━━━━━ Text section ━━━━━
Answer: Unfortunately, the public and so many doctors are just not familiar with fibromyalgia, they might have heard the word but in reality, they have no clue as to what it is about. Like much of the public, the doctors also believe that it is just a pain “thing” not understanding that there are so many other common symptoms. These doctors and psychologists also don’t have a good understanding of how thoroughly; fibro affects every part of a person’s life, from symptoms to relationships, to work etc. This is most unfortunate because people with fibro, who haven’t been diagnosed, have no understanding of what is going on in their bodies and they and their families are scared. The fog alone can make the sufferer believe that he or she is developing Alzheimer disease. More than this, we live in a world of fear and it is not uncommon for the sufferer, who is experiencing all these “weird” symptoms to panic and actually believe that they have Cancer or some other horrible debilitating fatal disease.
2 Why did she go from doctor to doctor, from specialist to specialist, from alternative provider to alternative provider, yet nobody could see something which was so obvious?
Answer: Doctors are trained that pathological conditions will be diagnosable by seeing something in the blood, urine or on an image (MRI’s, X-ray’s, Cat Scans, brain Scans etc.). The days of the family doc who asks questions and palpates (touches) the sore parts of the body is gone, partly due time limits placed on doctors and partly due to their training. It is said and it still is true that a good doctor can diagnosis a condition or illness 90% of the time from speaking to the patient (the history and consultation). This, however seems to be a thing of the past. We are, again, dealing with overworked doctors, working under the constraints of the PPO’s and other health care systems, which limit the time they can actually spend with a patient. Together with our busy schedules and lifestyles, many of us want the fast answer and the magic pill; these do not exist. When dealing with your health (which is a priority), all the time necessary should be used,
3 Why did some of the providers, including the psychologist insist that fibromyalgia did not exist?
━━━━━ Data for analysis ━━━━━
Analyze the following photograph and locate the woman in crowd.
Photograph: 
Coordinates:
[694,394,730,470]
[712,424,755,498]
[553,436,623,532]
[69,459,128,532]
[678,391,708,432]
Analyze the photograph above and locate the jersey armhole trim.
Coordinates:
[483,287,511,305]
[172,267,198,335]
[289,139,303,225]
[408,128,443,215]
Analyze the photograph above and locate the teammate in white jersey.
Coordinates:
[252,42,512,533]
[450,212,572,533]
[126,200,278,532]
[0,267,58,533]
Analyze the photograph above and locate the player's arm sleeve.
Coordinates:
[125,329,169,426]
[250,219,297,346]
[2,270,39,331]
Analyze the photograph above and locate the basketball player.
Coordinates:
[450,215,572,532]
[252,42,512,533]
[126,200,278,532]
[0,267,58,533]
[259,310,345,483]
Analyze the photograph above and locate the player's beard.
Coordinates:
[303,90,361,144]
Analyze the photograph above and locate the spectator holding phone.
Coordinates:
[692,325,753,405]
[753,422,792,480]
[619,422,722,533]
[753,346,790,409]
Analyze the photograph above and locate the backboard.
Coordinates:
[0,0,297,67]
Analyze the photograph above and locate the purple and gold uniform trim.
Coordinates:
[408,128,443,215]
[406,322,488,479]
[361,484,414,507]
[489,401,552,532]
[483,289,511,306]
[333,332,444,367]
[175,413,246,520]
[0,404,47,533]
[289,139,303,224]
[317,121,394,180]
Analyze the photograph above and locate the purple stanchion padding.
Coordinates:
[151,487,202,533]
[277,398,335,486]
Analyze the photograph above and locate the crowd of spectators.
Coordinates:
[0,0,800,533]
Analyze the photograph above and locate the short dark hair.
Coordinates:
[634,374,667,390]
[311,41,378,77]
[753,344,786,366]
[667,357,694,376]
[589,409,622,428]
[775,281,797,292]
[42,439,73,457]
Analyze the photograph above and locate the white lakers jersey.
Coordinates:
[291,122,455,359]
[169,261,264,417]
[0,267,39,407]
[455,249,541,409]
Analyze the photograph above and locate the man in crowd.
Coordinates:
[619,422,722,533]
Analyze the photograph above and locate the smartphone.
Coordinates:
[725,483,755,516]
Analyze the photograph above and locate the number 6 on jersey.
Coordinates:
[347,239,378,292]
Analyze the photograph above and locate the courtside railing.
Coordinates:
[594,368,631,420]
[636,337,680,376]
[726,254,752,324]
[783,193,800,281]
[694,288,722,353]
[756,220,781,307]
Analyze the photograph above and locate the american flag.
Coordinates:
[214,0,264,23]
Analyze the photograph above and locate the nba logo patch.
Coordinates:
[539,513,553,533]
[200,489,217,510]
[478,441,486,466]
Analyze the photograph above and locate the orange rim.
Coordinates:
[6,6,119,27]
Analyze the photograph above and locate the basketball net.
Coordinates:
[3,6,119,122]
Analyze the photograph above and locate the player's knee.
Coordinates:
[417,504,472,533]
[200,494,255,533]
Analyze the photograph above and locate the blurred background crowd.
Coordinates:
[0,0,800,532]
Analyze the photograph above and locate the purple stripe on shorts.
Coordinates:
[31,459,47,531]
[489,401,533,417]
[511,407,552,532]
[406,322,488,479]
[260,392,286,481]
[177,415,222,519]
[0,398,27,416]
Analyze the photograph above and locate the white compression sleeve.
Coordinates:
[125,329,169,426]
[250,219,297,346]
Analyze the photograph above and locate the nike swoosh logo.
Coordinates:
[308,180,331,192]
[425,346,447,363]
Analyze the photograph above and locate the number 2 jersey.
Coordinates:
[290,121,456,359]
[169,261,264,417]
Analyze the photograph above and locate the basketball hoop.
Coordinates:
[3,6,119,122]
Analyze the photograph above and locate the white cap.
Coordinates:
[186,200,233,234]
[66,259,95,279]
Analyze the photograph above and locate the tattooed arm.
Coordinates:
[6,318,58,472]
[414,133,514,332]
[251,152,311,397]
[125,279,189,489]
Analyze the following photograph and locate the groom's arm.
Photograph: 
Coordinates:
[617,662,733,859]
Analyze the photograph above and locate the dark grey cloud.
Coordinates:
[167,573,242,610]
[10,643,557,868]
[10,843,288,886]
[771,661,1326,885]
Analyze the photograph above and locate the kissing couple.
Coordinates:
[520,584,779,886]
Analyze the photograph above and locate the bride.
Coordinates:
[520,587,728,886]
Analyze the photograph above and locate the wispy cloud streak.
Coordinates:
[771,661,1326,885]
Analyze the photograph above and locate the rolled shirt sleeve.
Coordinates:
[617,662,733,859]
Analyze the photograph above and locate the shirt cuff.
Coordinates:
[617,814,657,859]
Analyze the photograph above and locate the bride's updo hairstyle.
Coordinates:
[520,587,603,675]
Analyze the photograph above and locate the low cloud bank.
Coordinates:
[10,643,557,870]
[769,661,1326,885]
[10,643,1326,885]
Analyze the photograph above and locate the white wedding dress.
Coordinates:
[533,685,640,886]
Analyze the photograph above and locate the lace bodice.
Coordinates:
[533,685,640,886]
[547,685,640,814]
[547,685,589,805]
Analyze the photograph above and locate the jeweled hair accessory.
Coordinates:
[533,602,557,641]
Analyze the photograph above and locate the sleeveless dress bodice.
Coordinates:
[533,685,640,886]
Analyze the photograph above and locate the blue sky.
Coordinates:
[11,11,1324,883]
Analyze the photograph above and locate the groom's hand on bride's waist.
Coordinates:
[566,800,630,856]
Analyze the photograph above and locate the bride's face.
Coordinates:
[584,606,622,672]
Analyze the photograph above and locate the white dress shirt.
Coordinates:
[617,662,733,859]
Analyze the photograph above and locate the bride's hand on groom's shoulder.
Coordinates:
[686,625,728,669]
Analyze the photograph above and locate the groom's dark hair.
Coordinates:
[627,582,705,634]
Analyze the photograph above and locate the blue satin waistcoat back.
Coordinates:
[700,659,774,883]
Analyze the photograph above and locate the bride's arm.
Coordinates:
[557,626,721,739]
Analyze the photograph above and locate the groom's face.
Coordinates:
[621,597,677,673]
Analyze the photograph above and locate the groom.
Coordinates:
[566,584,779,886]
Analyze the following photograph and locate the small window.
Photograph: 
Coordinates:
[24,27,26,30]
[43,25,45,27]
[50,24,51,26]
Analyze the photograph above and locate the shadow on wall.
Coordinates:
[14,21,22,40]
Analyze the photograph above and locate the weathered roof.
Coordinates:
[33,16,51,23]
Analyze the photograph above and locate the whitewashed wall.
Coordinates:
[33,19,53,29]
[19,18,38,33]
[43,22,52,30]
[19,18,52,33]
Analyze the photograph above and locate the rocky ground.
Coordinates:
━━━━━
What is expected:
From the fibromyalgia text, write out the passage word for word, starting at "2 Why did she" and stopping after "was so obvious?".

Final answer:
2 Why did she go from doctor to doctor, from specialist to specialist, from alternative provider to alternative provider, yet nobody could see something which was so obvious?